— BEGIN —
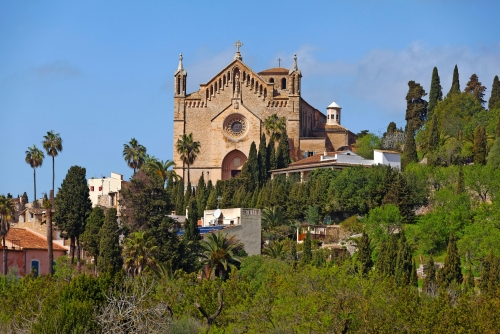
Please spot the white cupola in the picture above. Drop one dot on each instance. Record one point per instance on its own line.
(333, 114)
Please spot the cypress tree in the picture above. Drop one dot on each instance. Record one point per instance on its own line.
(480, 145)
(365, 254)
(283, 152)
(416, 106)
(475, 88)
(414, 277)
(187, 198)
(201, 196)
(263, 160)
(272, 155)
(451, 270)
(212, 199)
(494, 101)
(430, 283)
(497, 132)
(460, 181)
(307, 253)
(410, 148)
(436, 92)
(110, 259)
(191, 230)
(455, 83)
(73, 206)
(391, 128)
(179, 197)
(90, 238)
(404, 265)
(433, 142)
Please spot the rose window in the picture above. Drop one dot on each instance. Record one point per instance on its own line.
(235, 126)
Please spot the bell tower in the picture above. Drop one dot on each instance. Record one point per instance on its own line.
(180, 80)
(333, 114)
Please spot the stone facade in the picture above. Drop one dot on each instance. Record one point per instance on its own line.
(227, 113)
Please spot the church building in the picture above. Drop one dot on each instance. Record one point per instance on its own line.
(227, 114)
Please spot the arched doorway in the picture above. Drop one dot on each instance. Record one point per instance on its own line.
(232, 163)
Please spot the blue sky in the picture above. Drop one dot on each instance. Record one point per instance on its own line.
(101, 72)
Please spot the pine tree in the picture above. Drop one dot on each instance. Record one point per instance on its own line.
(410, 148)
(451, 271)
(480, 145)
(494, 101)
(263, 160)
(307, 252)
(272, 155)
(191, 230)
(430, 283)
(455, 83)
(475, 88)
(283, 152)
(110, 257)
(73, 207)
(436, 92)
(365, 254)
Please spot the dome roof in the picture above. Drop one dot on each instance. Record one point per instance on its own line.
(334, 105)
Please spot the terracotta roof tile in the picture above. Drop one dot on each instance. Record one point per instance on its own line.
(30, 240)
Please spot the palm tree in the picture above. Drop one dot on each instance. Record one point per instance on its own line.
(220, 253)
(134, 154)
(276, 250)
(274, 126)
(53, 145)
(6, 213)
(188, 150)
(162, 169)
(34, 157)
(138, 252)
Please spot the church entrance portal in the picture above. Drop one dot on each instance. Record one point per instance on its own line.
(232, 164)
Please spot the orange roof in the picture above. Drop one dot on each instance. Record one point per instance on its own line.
(30, 240)
(275, 70)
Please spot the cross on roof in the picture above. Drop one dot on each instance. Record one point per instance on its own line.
(238, 45)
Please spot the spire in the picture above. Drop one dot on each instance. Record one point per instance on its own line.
(238, 45)
(295, 68)
(180, 68)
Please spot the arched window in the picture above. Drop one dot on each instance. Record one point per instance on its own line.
(35, 267)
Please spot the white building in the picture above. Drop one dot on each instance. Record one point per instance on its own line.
(104, 191)
(339, 160)
(245, 224)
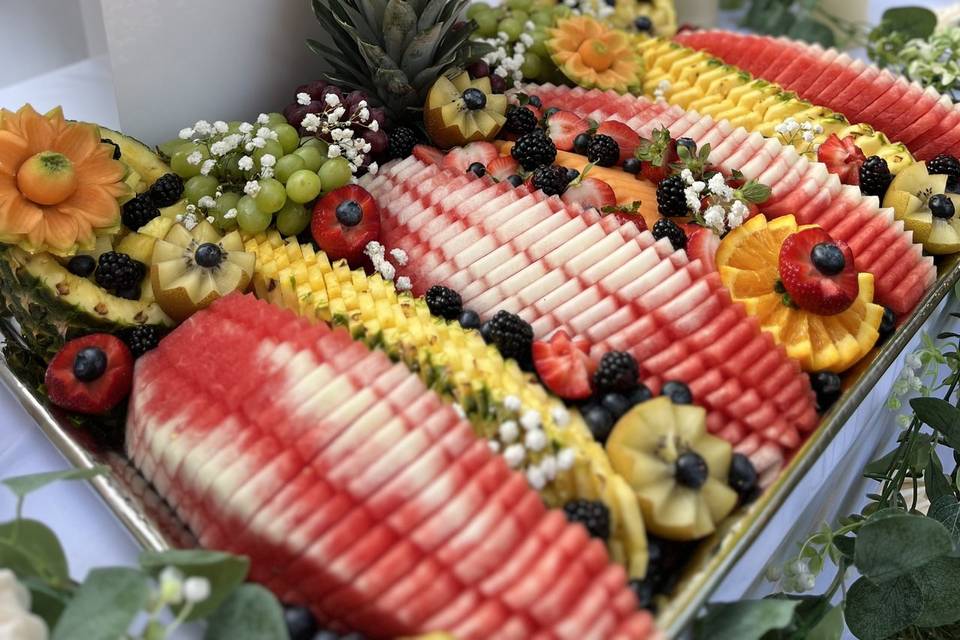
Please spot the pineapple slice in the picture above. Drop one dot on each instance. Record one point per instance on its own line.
(455, 362)
(192, 269)
(678, 471)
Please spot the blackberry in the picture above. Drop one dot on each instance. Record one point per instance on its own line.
(592, 514)
(142, 338)
(118, 271)
(167, 189)
(401, 143)
(618, 372)
(551, 179)
(603, 151)
(534, 150)
(874, 177)
(520, 120)
(671, 201)
(139, 211)
(946, 165)
(511, 335)
(444, 302)
(666, 228)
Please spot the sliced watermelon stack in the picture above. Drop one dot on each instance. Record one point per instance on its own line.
(800, 187)
(924, 120)
(563, 267)
(356, 490)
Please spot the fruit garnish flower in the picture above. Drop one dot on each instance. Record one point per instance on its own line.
(593, 55)
(59, 184)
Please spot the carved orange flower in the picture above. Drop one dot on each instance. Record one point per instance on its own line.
(59, 184)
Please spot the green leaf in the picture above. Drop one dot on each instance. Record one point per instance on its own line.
(940, 585)
(40, 545)
(883, 533)
(223, 570)
(104, 605)
(941, 415)
(877, 611)
(744, 620)
(912, 22)
(946, 511)
(250, 613)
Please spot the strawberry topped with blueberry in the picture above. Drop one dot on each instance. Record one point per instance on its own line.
(817, 272)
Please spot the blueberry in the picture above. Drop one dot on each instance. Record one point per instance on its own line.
(743, 476)
(89, 364)
(208, 255)
(469, 319)
(828, 258)
(691, 470)
(82, 266)
(941, 206)
(349, 213)
(678, 392)
(301, 625)
(616, 404)
(474, 99)
(599, 421)
(581, 142)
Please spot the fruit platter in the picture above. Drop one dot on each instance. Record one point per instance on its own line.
(521, 321)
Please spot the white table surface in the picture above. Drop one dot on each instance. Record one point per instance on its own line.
(92, 537)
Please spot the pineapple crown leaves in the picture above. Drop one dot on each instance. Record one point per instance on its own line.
(393, 49)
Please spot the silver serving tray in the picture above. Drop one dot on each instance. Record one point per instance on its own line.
(155, 527)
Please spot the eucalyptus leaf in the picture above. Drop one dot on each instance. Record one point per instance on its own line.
(104, 605)
(877, 611)
(223, 570)
(744, 620)
(940, 585)
(250, 613)
(878, 538)
(941, 415)
(41, 546)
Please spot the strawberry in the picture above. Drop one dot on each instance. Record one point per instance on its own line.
(459, 159)
(90, 375)
(818, 272)
(626, 138)
(590, 192)
(843, 158)
(563, 127)
(564, 365)
(344, 221)
(427, 154)
(657, 155)
(503, 167)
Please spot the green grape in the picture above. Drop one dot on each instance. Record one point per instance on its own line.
(303, 186)
(335, 173)
(199, 186)
(287, 165)
(486, 24)
(179, 162)
(272, 147)
(477, 8)
(292, 218)
(512, 27)
(532, 65)
(287, 136)
(249, 216)
(225, 202)
(312, 157)
(272, 195)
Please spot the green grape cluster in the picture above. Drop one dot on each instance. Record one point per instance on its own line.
(289, 173)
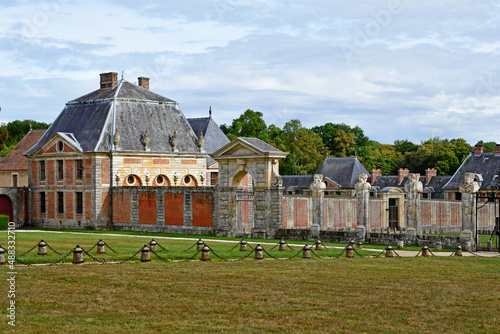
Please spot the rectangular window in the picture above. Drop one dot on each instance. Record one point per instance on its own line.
(42, 170)
(79, 169)
(42, 203)
(213, 178)
(79, 203)
(60, 202)
(60, 169)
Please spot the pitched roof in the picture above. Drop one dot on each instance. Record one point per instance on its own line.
(15, 160)
(344, 171)
(296, 182)
(132, 110)
(261, 145)
(214, 137)
(486, 165)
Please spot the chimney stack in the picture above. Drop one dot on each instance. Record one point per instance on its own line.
(375, 174)
(478, 149)
(143, 82)
(109, 80)
(402, 173)
(429, 173)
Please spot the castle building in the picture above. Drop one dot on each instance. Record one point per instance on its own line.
(120, 135)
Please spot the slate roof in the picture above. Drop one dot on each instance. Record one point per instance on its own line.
(261, 145)
(15, 160)
(486, 165)
(89, 119)
(388, 181)
(214, 137)
(296, 182)
(344, 171)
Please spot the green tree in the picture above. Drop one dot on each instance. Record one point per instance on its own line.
(4, 135)
(249, 124)
(306, 149)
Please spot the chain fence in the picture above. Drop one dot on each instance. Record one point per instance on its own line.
(223, 258)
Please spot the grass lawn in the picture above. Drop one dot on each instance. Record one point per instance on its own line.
(381, 295)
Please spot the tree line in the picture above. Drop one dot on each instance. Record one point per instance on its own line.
(309, 147)
(12, 132)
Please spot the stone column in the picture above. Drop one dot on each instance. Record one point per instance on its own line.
(363, 197)
(468, 188)
(318, 194)
(413, 188)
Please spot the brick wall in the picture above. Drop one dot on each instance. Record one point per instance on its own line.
(174, 208)
(122, 210)
(68, 205)
(50, 172)
(203, 209)
(147, 207)
(69, 171)
(105, 171)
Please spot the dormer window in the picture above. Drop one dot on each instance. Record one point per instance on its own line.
(60, 146)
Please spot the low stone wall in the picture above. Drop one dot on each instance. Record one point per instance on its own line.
(374, 238)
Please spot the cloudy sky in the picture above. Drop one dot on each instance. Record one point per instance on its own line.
(400, 69)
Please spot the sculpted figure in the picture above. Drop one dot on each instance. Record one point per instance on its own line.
(469, 185)
(413, 185)
(317, 184)
(362, 185)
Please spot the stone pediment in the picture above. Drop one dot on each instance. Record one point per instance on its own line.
(61, 143)
(248, 147)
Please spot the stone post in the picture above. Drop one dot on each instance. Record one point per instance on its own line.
(363, 197)
(468, 188)
(318, 195)
(42, 248)
(2, 256)
(413, 188)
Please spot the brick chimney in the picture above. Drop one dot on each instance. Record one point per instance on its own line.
(402, 173)
(429, 173)
(109, 80)
(478, 149)
(375, 174)
(143, 82)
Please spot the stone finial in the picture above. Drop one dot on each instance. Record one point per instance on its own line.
(317, 184)
(116, 138)
(201, 141)
(469, 185)
(277, 180)
(362, 185)
(174, 140)
(145, 140)
(413, 184)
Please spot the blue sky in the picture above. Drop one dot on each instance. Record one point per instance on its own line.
(400, 69)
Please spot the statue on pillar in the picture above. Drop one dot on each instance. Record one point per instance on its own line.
(469, 188)
(363, 188)
(413, 188)
(318, 191)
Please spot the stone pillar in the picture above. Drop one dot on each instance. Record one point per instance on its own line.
(363, 197)
(318, 195)
(468, 188)
(413, 188)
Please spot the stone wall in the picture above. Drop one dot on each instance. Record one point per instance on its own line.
(374, 238)
(340, 214)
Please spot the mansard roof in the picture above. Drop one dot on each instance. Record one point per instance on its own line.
(485, 165)
(131, 110)
(214, 137)
(15, 161)
(343, 171)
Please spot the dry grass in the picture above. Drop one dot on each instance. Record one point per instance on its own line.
(398, 295)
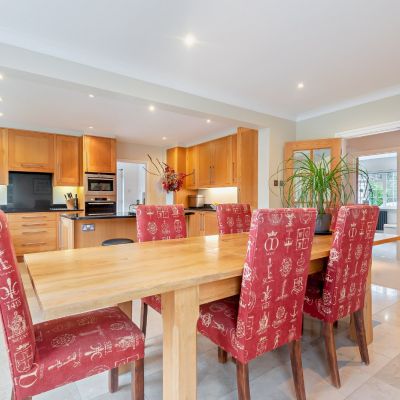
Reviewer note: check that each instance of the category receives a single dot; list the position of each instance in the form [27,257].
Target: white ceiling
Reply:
[251,54]
[49,106]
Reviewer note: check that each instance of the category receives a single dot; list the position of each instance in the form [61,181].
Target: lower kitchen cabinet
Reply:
[203,223]
[33,232]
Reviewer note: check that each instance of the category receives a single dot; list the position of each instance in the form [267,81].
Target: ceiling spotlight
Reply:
[190,40]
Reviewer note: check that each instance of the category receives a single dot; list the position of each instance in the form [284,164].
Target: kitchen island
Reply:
[80,231]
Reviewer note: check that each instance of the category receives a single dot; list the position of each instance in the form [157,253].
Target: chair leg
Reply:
[360,333]
[222,355]
[143,318]
[242,376]
[113,380]
[297,369]
[331,353]
[138,380]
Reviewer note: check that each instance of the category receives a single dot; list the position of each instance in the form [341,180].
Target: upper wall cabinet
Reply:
[30,151]
[3,157]
[215,163]
[68,161]
[99,154]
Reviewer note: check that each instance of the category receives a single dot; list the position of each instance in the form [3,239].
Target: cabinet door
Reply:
[67,171]
[30,151]
[192,167]
[210,223]
[221,162]
[205,164]
[99,154]
[3,157]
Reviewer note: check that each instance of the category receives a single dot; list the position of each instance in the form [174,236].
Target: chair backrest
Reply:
[160,222]
[349,261]
[14,309]
[274,279]
[233,218]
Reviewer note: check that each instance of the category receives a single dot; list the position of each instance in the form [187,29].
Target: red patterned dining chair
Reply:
[47,355]
[268,312]
[233,218]
[158,223]
[340,290]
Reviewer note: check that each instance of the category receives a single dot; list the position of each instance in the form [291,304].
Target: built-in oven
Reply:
[100,206]
[103,185]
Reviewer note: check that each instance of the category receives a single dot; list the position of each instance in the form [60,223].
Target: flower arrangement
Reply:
[171,180]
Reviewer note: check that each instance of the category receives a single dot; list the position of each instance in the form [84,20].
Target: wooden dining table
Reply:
[186,272]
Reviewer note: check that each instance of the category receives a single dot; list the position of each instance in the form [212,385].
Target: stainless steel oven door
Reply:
[100,185]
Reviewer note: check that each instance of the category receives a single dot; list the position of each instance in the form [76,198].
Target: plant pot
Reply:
[323,224]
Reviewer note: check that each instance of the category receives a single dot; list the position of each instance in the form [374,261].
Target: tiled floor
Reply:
[271,374]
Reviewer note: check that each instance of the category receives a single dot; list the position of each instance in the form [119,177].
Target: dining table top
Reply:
[72,281]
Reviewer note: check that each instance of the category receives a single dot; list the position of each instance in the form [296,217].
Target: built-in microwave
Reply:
[100,185]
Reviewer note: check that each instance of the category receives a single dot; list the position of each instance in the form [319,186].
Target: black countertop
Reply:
[77,217]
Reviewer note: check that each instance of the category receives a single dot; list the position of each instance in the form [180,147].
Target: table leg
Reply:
[180,310]
[127,309]
[369,332]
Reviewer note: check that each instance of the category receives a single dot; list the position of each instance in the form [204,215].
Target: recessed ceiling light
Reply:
[190,40]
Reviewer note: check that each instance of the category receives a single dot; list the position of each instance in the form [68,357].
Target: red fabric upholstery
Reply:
[159,223]
[343,289]
[51,354]
[268,312]
[233,218]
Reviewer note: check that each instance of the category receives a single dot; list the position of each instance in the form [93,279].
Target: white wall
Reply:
[138,153]
[373,113]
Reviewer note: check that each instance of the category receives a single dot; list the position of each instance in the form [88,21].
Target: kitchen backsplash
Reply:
[219,195]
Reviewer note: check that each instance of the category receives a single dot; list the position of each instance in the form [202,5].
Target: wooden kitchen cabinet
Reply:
[192,167]
[30,151]
[68,161]
[33,232]
[203,223]
[3,157]
[99,154]
[214,163]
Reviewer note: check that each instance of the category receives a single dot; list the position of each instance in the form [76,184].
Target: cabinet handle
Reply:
[30,165]
[33,224]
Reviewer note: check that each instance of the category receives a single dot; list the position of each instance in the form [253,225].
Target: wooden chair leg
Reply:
[297,369]
[358,317]
[143,317]
[242,376]
[331,353]
[138,380]
[113,380]
[222,355]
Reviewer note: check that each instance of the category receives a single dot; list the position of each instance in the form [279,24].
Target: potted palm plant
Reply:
[324,184]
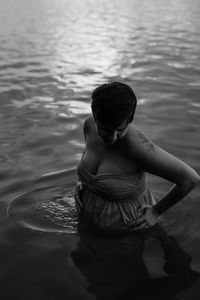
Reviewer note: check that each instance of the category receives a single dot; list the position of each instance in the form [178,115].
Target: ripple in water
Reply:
[47,209]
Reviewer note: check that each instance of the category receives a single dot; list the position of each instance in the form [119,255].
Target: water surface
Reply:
[52,55]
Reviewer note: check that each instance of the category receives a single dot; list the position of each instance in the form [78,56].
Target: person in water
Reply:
[112,192]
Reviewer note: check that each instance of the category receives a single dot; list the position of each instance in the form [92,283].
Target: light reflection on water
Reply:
[53,53]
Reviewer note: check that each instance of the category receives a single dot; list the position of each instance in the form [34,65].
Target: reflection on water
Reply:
[52,55]
[48,208]
[115,267]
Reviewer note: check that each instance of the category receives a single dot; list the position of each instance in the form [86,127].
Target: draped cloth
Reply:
[111,201]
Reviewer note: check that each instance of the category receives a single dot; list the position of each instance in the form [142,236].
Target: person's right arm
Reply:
[157,161]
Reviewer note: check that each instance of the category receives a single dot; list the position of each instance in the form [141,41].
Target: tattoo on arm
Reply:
[146,142]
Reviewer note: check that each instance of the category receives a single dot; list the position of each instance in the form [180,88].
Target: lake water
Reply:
[52,55]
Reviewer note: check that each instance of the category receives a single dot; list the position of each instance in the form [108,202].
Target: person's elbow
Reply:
[192,182]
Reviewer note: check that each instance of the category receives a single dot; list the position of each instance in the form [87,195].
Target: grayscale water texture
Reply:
[52,55]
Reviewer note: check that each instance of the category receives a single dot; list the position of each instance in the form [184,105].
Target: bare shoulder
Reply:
[140,140]
[88,125]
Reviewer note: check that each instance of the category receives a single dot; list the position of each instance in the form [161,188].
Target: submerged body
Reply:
[112,186]
[112,190]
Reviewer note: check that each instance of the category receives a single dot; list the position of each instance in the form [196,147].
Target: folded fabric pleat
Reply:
[111,201]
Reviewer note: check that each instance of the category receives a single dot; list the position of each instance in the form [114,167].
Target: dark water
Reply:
[52,54]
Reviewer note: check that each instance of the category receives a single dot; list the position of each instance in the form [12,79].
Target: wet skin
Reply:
[126,149]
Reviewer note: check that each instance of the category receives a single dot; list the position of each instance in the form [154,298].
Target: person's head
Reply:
[113,107]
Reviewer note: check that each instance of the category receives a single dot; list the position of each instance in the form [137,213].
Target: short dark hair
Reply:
[113,102]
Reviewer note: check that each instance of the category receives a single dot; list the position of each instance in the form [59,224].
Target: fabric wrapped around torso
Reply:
[111,201]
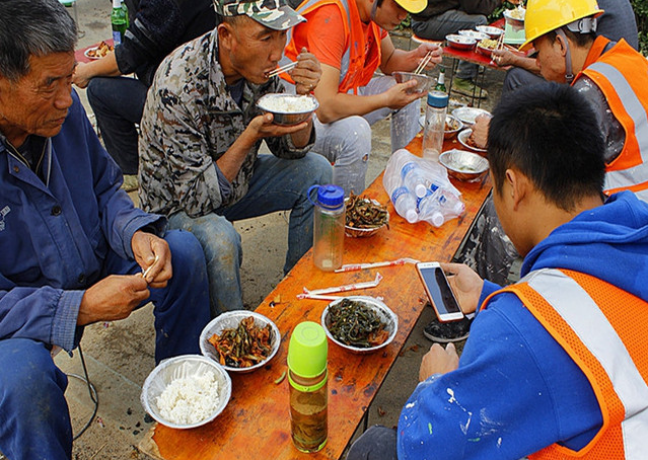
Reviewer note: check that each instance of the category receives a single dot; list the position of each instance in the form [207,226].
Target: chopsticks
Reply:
— END —
→ **Directions**
Take the line that contains "the form [154,298]." and every line after it up to the end of the records above, and restate them exactly, without the pictures.

→ **Final answer**
Reviewer note: check that each instance of the category receives a single dot; list the position of each instance in the form [154,298].
Target: person's head
Reply:
[113,107]
Reviewer note: check that each instance of the category receives a single dot; list the position of each instance in the form [137,213].
Target: short dark hair
Reply:
[113,102]
Reviewer note: check that each instance of the category receives a single dot; list the position of each instance in the form [59,224].
Target: fabric wrapped around torso
Reply:
[111,201]
Reviewer note: check that each instance of the category receives a single dot; list the position of each instance in the form [207,226].
Target: chopsticks
Reply:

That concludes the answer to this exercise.